SOURCE TEXT START

The Watson and Brenner collections, which have been used many times since they were donated to the CSHL Archives, have proven to be dynamic sources for research. Following the publication of landmark works including Watson’s confessional classic The Double Helix in 1968 and Horace Freeland Judson’s The Eighth Day of Creation 11 years later, most historians were content to believe that the archives had been fully explored and would not reveal much more about the double helix story.
But Brenner’s collection made headlines in September 2010, when Drs. Alex Gann and Jan Witkowski of CSHL published an article in Nature revealing that they had discovered, within papers of the Brenner collection now being digitized, a cache of letters and other priceless papers belonging to Dr. Francis Crick, Watson’s collaborator in the discovery of the double helix.
Thirty-four of the newfound letters in the Brenner cache are between Crick and Maurice Wilkins, another seminal figure in the double helix discovery story, and the third recipient of the shared 1962 Nobel Prize for the discovery. Intriguingly, these letters draw attention to what Gann and Witkowski have described as Wilkins’ “tortured soul” during the critical period 1951-53, when Watson and Crick were alternately put on, taken off and then restored to an effort at Cambridge University to discover DNA’s structure.
All of these letters and related papers—collected and saved by Brenner years ago when he was vacating an office at the University of Cambridge that he and Crick had once shared—are included in the CSHL-Wellcome digitization project.
Will digitization be the end of first-hand examination of original historical documents? “Not a chance,” says Pollock. “Just because a collection has been digitized does not mean that researchers will stop wanting to see original documents. In fact, I believe we will gain different categories of visitors, whose interests will be piqued by seeing the collections online, and who will be motivated to stop in at CSHL to see these and the huge assortment of other original documents that we have on file.”

SOURCE TEXT END
DATA LISTING START

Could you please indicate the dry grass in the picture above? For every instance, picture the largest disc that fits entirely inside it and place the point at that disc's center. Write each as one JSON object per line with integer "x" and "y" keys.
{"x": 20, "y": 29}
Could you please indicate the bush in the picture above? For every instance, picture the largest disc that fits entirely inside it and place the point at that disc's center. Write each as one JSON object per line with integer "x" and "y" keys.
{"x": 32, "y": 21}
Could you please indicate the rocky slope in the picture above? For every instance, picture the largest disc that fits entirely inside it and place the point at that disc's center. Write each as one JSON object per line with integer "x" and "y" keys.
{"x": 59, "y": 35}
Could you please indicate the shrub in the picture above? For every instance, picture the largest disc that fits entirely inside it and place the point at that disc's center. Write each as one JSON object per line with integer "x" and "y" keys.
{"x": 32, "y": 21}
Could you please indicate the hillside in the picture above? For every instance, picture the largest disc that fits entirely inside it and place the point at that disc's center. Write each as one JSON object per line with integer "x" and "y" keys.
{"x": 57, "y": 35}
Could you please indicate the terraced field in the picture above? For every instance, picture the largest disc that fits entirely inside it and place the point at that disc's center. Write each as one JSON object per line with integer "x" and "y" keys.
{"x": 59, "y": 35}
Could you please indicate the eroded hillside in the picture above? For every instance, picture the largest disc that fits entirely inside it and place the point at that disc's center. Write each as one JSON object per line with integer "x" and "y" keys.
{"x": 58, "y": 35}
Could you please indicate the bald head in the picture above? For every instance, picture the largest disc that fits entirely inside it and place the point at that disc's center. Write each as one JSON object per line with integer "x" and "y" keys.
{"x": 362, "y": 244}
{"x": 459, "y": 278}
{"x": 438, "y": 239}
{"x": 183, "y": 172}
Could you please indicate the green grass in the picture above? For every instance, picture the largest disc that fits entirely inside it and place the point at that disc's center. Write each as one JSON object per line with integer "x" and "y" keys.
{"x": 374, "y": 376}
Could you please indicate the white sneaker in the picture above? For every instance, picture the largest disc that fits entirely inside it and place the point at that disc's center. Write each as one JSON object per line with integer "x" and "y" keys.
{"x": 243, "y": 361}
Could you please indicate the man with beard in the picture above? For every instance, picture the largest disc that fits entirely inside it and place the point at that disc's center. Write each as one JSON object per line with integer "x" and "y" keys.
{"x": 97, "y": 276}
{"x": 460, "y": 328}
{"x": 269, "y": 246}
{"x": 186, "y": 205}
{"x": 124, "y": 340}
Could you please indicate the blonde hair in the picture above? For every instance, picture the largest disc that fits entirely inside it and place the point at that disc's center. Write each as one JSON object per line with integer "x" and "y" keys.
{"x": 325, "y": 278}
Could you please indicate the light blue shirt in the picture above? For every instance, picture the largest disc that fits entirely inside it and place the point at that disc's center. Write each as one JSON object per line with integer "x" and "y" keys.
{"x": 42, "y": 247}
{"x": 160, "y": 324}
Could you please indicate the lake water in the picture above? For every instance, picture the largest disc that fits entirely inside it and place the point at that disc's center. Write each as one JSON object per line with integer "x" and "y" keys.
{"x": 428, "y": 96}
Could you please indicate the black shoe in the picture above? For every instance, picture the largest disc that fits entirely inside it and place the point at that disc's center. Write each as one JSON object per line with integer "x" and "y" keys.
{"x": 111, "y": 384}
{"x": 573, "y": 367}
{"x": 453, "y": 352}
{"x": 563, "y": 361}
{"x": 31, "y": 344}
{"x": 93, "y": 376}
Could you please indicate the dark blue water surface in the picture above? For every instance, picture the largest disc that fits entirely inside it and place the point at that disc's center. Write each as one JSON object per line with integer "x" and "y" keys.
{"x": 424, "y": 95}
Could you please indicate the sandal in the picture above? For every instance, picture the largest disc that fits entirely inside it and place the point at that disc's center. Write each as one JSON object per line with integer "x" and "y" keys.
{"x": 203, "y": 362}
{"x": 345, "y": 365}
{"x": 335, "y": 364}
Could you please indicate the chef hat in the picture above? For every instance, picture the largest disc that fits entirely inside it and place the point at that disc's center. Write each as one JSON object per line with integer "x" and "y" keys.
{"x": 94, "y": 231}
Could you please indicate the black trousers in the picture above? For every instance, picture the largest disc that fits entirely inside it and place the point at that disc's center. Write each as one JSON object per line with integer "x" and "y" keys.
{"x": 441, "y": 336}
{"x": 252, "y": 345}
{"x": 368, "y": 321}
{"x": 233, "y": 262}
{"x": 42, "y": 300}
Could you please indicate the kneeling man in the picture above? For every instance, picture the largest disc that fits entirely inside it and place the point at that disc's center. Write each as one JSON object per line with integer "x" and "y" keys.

DATA LISTING END

THINGS TO DO:
a – According to the text on the CSHL Archives collections, in what year was The Double Helix published?
b – In the text on the CSHL Archives collections, rewrite the part from "But Brenner’s collection" to "the double helix.", putting "trove" in place of "cache".
c – Continue the text on the Watson and Brenner collections at the CSHL Archives from where it stops.

OUTPUTS FOR THE TASKS:
a – 1968

b –
But Brenner’s collection made headlines in September 2010, when Drs. Alex Gann and Jan Witkowski of CSHL published an article in Nature revealing that they had discovered, within papers of the Brenner collection now being digitized, a trove of letters and other priceless papers belonging to Dr. Francis Crick, Watson’s collaborator in the discovery of the double helix.

c –
At the CSHL Library and Archive, many visitors spend time perusing the collections of other major figures in the history of molecular biology who were contemporaries of Crick, Watson and Brenner—Wally Gilbert, Norton Zinder, Hermann Muller, and many others.
“Making the digitized versions of these collections available opens the door to a variety of creative uses,” Pollack also notes. “Whereas the content of the original documents has, in the past, found its way mostly into books and other scholarly publications, the digital files can be inserted directly into online exhibitions, blogs, lecture and classroom presentations, emails, and text messages, just to name a few possibilities.
“But for students and people everywhere who are just curious, who want to look at notebooks and drawings of the people who first thought about the double helix, for example—those items will soon be online, and anyone will be able to vicariously experience the great discovery, without stepping away from their home or school computer!”